SET TASK
Leaving out the pictures, retype all the material exactly.

#### DATA IN THIS EXERCISE ####

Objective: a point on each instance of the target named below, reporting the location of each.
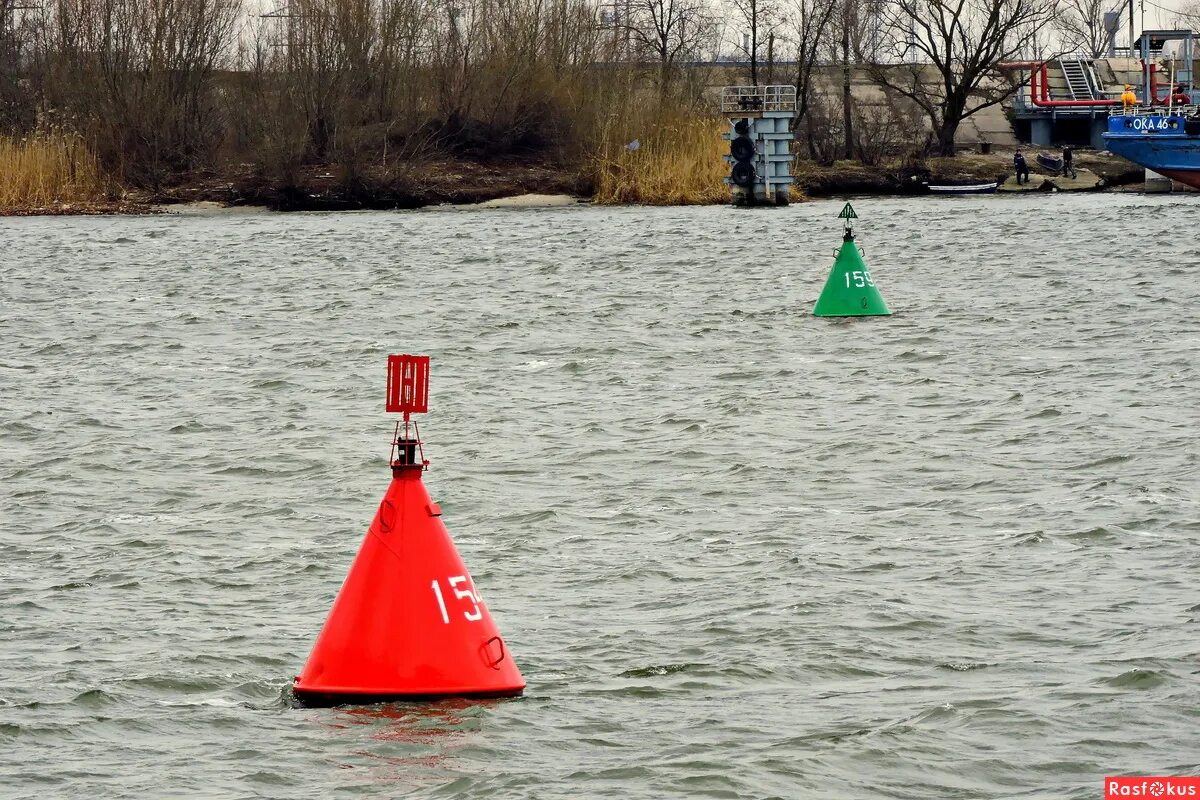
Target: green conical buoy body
(850, 290)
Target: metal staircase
(1081, 78)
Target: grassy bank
(677, 163)
(48, 172)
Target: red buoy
(409, 623)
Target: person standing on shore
(1023, 169)
(1068, 162)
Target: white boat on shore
(965, 188)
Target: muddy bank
(1097, 172)
(335, 188)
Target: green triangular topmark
(850, 290)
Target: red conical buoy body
(408, 623)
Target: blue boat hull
(1161, 143)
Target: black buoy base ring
(333, 699)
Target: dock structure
(1068, 100)
(760, 143)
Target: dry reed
(48, 169)
(677, 162)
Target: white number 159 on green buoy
(862, 278)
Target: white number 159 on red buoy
(471, 593)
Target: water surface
(737, 551)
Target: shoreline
(467, 185)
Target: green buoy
(850, 290)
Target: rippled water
(737, 551)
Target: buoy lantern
(409, 623)
(850, 290)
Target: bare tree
(957, 46)
(671, 31)
(761, 18)
(1080, 25)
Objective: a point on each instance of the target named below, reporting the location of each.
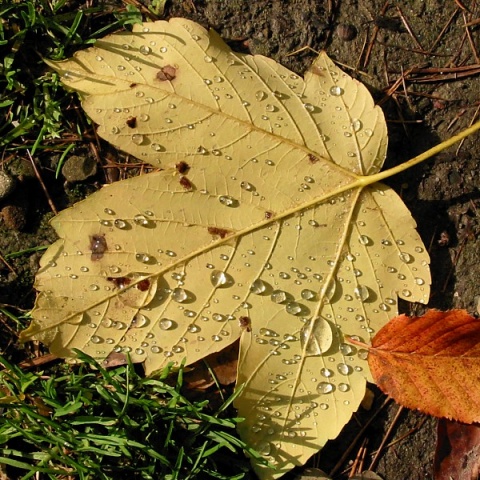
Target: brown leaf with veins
(431, 363)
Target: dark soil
(422, 109)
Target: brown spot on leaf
(221, 232)
(186, 183)
(167, 73)
(131, 122)
(119, 282)
(98, 246)
(182, 167)
(245, 323)
(143, 285)
(317, 70)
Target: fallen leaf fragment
(457, 453)
(431, 363)
(223, 364)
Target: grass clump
(87, 422)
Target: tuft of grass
(32, 101)
(87, 422)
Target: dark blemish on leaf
(182, 167)
(444, 240)
(186, 183)
(131, 122)
(143, 285)
(221, 232)
(245, 323)
(119, 282)
(98, 246)
(167, 73)
(317, 71)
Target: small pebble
(346, 32)
(7, 184)
(14, 217)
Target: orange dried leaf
(431, 363)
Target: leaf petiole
(368, 180)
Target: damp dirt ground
(414, 57)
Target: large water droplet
(325, 387)
(137, 138)
(364, 240)
(260, 95)
(121, 224)
(405, 257)
(247, 186)
(293, 308)
(336, 91)
(317, 335)
(344, 369)
(356, 125)
(228, 201)
(278, 296)
(165, 324)
(140, 320)
(308, 294)
(141, 220)
(258, 287)
(326, 372)
(143, 257)
(179, 295)
(362, 292)
(221, 279)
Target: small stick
(3, 259)
(44, 188)
(374, 36)
(470, 39)
(444, 29)
(409, 30)
(384, 440)
(357, 437)
(472, 121)
(359, 459)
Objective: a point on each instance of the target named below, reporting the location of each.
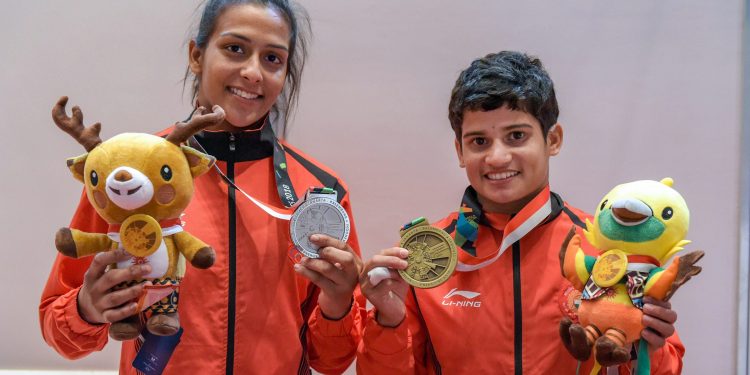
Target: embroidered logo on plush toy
(140, 184)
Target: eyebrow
(506, 128)
(242, 37)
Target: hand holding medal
(432, 256)
(319, 229)
(426, 259)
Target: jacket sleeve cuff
(385, 340)
(334, 328)
(72, 317)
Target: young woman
(261, 308)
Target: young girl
(261, 308)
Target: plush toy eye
(166, 172)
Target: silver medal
(318, 214)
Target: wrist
(82, 311)
(335, 310)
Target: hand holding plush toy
(637, 228)
(140, 184)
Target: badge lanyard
(281, 174)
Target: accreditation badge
(432, 254)
(319, 213)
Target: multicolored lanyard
(470, 217)
(283, 182)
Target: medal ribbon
(283, 183)
(470, 216)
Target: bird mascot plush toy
(637, 227)
(140, 184)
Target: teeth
(502, 175)
(243, 94)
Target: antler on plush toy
(140, 184)
(88, 137)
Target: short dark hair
(298, 21)
(504, 78)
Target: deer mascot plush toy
(140, 184)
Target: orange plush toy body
(637, 227)
(140, 184)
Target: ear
(459, 153)
(76, 166)
(195, 58)
(554, 139)
(199, 162)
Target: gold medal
(432, 255)
(140, 235)
(609, 268)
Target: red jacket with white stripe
(500, 319)
(244, 314)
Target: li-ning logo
(466, 301)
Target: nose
(498, 155)
(123, 176)
(251, 70)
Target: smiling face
(243, 66)
(506, 157)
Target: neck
(508, 208)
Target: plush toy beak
(630, 211)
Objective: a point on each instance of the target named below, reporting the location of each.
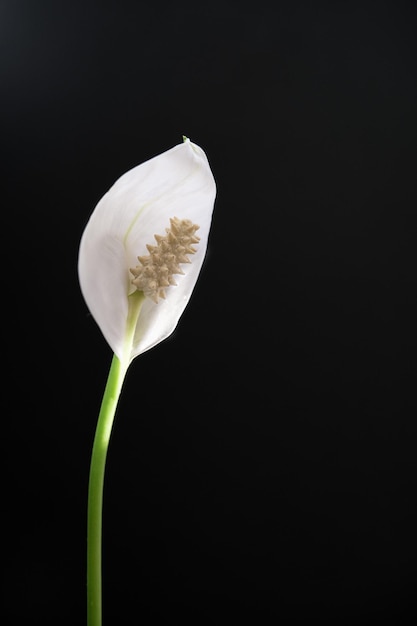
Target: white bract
(174, 188)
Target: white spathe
(177, 183)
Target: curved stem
(108, 408)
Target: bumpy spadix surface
(173, 190)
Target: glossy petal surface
(178, 183)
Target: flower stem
(108, 408)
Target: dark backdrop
(263, 461)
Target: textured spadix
(131, 221)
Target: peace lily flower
(139, 259)
(129, 222)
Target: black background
(263, 460)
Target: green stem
(108, 408)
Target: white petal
(177, 183)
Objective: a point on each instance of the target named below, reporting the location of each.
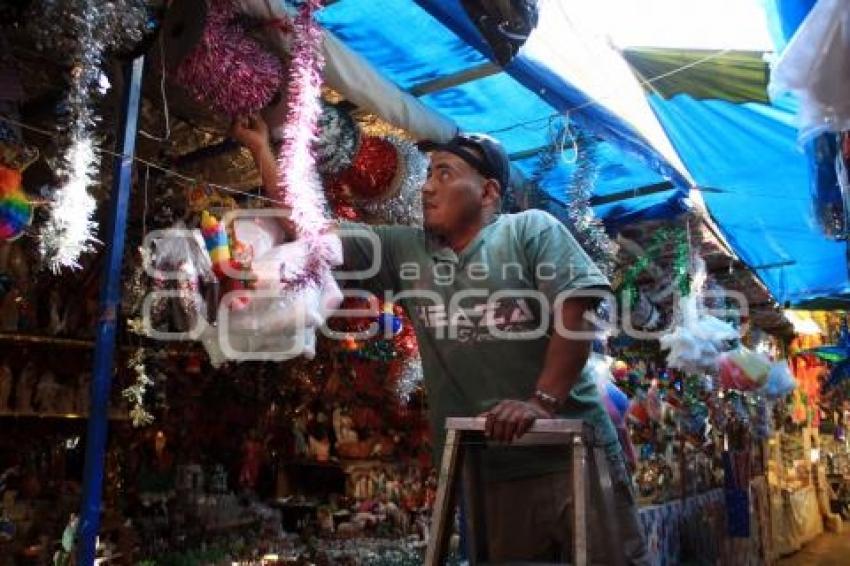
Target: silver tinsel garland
(577, 215)
(80, 32)
(337, 141)
(405, 206)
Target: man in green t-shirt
(498, 302)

####

FINAL ANSWER
Objective: a point on each instance of the target named below, reporting the location of each.
Target: green conical buoy body
(850, 290)
Target: metal staircase
(1081, 78)
Target: grassy bank
(677, 163)
(48, 172)
Target: red buoy
(409, 623)
Target: person standing on shore
(1023, 169)
(1068, 162)
Target: white boat on shore
(965, 188)
Target: muddy bank
(1097, 172)
(335, 188)
Target: green triangular topmark
(850, 290)
Target: red conical buoy body
(408, 623)
Target: blue boat hull
(1161, 143)
Target: black buoy base ring
(333, 699)
Target: dock structure
(1068, 100)
(760, 143)
Target: dry reed
(48, 169)
(677, 162)
Target: white number 159 on green buoy
(862, 278)
Target: white number 159 on red buoy
(471, 593)
Target: water surface
(737, 551)
Target: shoreline
(467, 185)
Target: green buoy
(850, 290)
Target: rippled water
(737, 551)
Target: buoy lantern
(409, 623)
(850, 290)
Target: bare tree
(957, 46)
(671, 31)
(761, 18)
(1080, 25)
Objective: a point on each instance of the target named below, reporting the location of each.
Target: brown leaf with veins
(431, 363)
Target: dark soil
(422, 109)
Target: brown spot on leaf
(221, 232)
(186, 183)
(167, 73)
(131, 122)
(119, 282)
(98, 246)
(182, 167)
(245, 323)
(143, 285)
(317, 70)
Target: fallen leaf fragment
(457, 453)
(431, 363)
(223, 364)
Target: grass clump
(87, 422)
Target: tuft of grass
(32, 101)
(87, 422)
Target: dark blemish on leaf
(182, 167)
(444, 240)
(186, 183)
(131, 122)
(143, 285)
(221, 232)
(245, 323)
(119, 282)
(98, 246)
(167, 73)
(317, 71)
Target: small pebble
(346, 32)
(7, 184)
(14, 217)
Target: orange dried leaf
(431, 363)
Target: leaf petiole
(368, 180)
Target: damp dirt ground
(414, 57)
Target: large water droplet
(325, 387)
(137, 138)
(364, 240)
(260, 95)
(121, 224)
(405, 257)
(247, 186)
(293, 308)
(336, 91)
(317, 335)
(344, 369)
(356, 125)
(228, 201)
(278, 296)
(165, 324)
(140, 320)
(308, 294)
(141, 220)
(258, 287)
(326, 372)
(143, 257)
(179, 295)
(362, 292)
(221, 279)
Target: small stick
(3, 259)
(44, 188)
(374, 36)
(470, 39)
(444, 29)
(409, 30)
(384, 440)
(357, 437)
(472, 121)
(359, 459)
Objective: a point on each instance of the target named below, reporting the location of each.
Target: embroidered logo on plush toy
(140, 184)
Target: eyebrow
(506, 128)
(242, 37)
Target: hand holding medal
(432, 256)
(319, 229)
(426, 259)
Target: jacket sleeve cuff
(385, 340)
(334, 328)
(72, 317)
Target: young woman
(261, 308)
Target: young girl
(261, 308)
Target: plush toy eye
(166, 172)
Target: silver medal
(318, 214)
Target: wrist
(82, 311)
(335, 310)
Target: hand holding plush toy
(637, 228)
(140, 184)
Target: badge lanyard
(281, 174)
Target: accreditation badge
(432, 254)
(319, 213)
Target: multicolored lanyard
(470, 217)
(283, 182)
Target: medal ribbon
(283, 183)
(470, 216)
Target: bird mascot plush toy
(637, 227)
(140, 184)
Target: teeth
(502, 175)
(243, 94)
Target: antler on plush toy
(140, 184)
(88, 137)
Target: short dark hair
(298, 21)
(504, 78)
Target: deer mascot plush toy
(140, 184)
Target: orange plush toy body
(637, 227)
(140, 184)
Target: ear
(459, 153)
(76, 166)
(195, 58)
(554, 139)
(199, 162)
Target: gold medal
(432, 255)
(140, 235)
(609, 268)
Target: red jacket with white stripe
(500, 319)
(244, 314)
Target: li-ning logo
(466, 301)
Target: nose
(498, 155)
(123, 176)
(251, 70)
Target: smiling face
(243, 66)
(506, 157)
Target: neck
(508, 208)
Target: plush toy beak
(630, 211)
Objective: a point on each instance of the target named below, reporting the location of each.
Target: white bract
(174, 188)
Target: white spathe
(177, 183)
Target: curved stem
(108, 408)
Target: bumpy spadix surface
(173, 190)
Target: glossy petal surface
(178, 183)
Target: flower stem
(108, 408)
Target: dark backdrop
(263, 461)
Target: textured spadix
(131, 221)
Target: peace lily flower
(139, 259)
(129, 222)
Target: black background
(263, 460)
Target: green stem
(108, 408)
Target: white petal
(177, 183)
Objective: a point on each instance of the target named below, reporting the location of each.
Target: silver tinsel garland
(577, 215)
(80, 32)
(337, 141)
(405, 206)
Target: man in green t-shirt
(498, 302)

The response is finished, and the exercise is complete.